Excerpts of pointing data:
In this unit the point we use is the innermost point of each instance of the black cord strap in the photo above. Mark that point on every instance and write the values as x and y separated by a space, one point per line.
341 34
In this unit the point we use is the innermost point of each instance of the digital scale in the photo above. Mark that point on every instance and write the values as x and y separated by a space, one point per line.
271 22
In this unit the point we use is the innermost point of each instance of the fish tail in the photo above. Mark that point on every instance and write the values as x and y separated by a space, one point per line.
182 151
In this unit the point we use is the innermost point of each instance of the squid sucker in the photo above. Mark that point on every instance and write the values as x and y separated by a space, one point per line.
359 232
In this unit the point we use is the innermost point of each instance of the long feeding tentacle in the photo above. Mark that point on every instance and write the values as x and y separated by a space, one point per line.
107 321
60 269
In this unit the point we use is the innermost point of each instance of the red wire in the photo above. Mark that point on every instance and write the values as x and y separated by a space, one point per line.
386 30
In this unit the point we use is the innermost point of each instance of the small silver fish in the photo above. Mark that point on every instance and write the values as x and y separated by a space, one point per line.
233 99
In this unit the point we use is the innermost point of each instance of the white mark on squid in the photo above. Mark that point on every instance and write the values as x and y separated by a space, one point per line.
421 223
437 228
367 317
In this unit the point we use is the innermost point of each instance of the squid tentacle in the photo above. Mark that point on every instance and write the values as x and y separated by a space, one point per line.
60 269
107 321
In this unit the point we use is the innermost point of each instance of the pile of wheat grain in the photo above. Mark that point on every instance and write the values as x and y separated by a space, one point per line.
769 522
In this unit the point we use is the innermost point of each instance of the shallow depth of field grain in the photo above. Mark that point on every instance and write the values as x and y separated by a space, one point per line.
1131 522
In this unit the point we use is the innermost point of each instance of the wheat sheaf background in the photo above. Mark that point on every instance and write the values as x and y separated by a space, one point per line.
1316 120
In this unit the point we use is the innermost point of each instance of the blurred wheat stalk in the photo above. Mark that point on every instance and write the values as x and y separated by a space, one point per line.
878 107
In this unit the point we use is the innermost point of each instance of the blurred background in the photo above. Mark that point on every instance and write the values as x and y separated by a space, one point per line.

## Problem requirements
Using the listing above, retype each line exactly.

## Result below
In this unit the point we use is the innermost point of each instance of the black cord strap in the photo above. Mark that point on every instance and write the values as x and y separated by a space, one point per line.
341 34
In this unit the point we use is the innermost point of each instance of the digital scale in the photo above. Mark that point on every instance and write the values as x and y separated by a space, one point per line.
271 22
In this unit the point we use is the innermost point of each instance of the fish tail in the photo above. Mark that point on every instance and write the values as x and y separated by a space, one point per line.
182 151
In this unit the point we use is the innermost point of each instance of the squid sucker in the photo above. Mark that point on every instance and write the values as x and y separated by a space, one point per line.
359 232
In this unit the point we use is the innermost point of each instance of the long feeding tentacle in the photo above. Mark that point on every instance and write the values as x and y separated by a space, one point per line.
107 321
60 269
In this unit the point we use is the innermost point of each instance of the red wire in the photo above. Mark that point on every instance and write the values as x and y separated by a space, one point per line.
386 30
In this unit the point we use is the innermost point of each instance of the small silver fish in the photo above. Mark that point on every instance and write the values as x and y separated by a space, one point per line.
233 99
In this unit the point we use is the innermost point of each instance of the white mark on squid in the photo above. Mark that point on every instance and write the values as x and y separated by a space, one point per line.
421 223
437 228
367 317
In this unit the point we use is the innermost point of each instance of the squid tentacle in the photo above. Mark that point on every instance and write the values as x and y separated by a space, one point per line.
60 269
107 321
In this unit the point we use is the innermost point of each instance of the pile of wheat grain in the photo above. Mark that point on every instance and write the values as x and y separated by a space, one point per line.
769 522
In this unit the point we use is the innermost point of each instance of the shallow depth of field grain in the photo above. Mark that point on every instance and write the values as x and y separated by a space, one point per line.
1131 522
In this unit the point we use is the innermost point of each instance of the wheat sheaf background in the photo above. Mark that point on every instance and write the values as x and y separated by a space, one point per line.
1316 120
In this unit the point we use is the innermost point of each instance of the blurred wheat stalk in the photo above. Mark that point on every instance and write the values as x and y separated by a space, one point per line.
878 107
In this unit the point we use is the innermost point of each instance of the blurred background in the photo above. Mark that point on every instance and write the values as x and y separated by a space, one point per line.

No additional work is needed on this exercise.